**WHAT TO DO:**
Write out each line of the listing below as a numbered list, omitting blank lines and leaving out the pictures.

Data extracted from a collection
+--
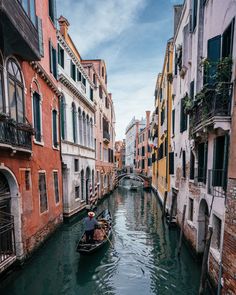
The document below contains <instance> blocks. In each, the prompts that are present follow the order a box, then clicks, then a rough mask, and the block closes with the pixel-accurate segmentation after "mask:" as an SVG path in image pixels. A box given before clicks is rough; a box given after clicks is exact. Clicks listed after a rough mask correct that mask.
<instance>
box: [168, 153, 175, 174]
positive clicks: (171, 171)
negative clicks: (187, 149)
mask: <svg viewBox="0 0 236 295" xmlns="http://www.w3.org/2000/svg"><path fill="white" fill-rule="evenodd" d="M174 156H175V155H174V152H170V153H169V174H172V175H173V174H174V173H175V172H174Z"/></svg>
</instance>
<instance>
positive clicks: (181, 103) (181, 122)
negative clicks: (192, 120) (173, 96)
+--
**EXPECTED ANSWER:**
1. The document below contains <instance> blocks. In each, the prompts that are present follow the order a box, then clicks, then a rough mask, and the block closes with the pixel-accurate segmentation after "mask:" as an SVG path in image pixels. A box given before clicks is rough; a box given after clicks is exact. Clicks listed after a rough mask correct that mask.
2. <instance>
3. box: [168, 153, 175, 174]
4. positive clicks: (171, 171)
5. negative clicks: (187, 149)
6. mask: <svg viewBox="0 0 236 295" xmlns="http://www.w3.org/2000/svg"><path fill="white" fill-rule="evenodd" d="M174 156H175V155H174V152H170V153H169V174H172V175H173V174H174V173H175V172H174Z"/></svg>
7. </instance>
8. <instance>
9. positive clicks: (181, 103) (181, 122)
10. negative clicks: (192, 120) (173, 96)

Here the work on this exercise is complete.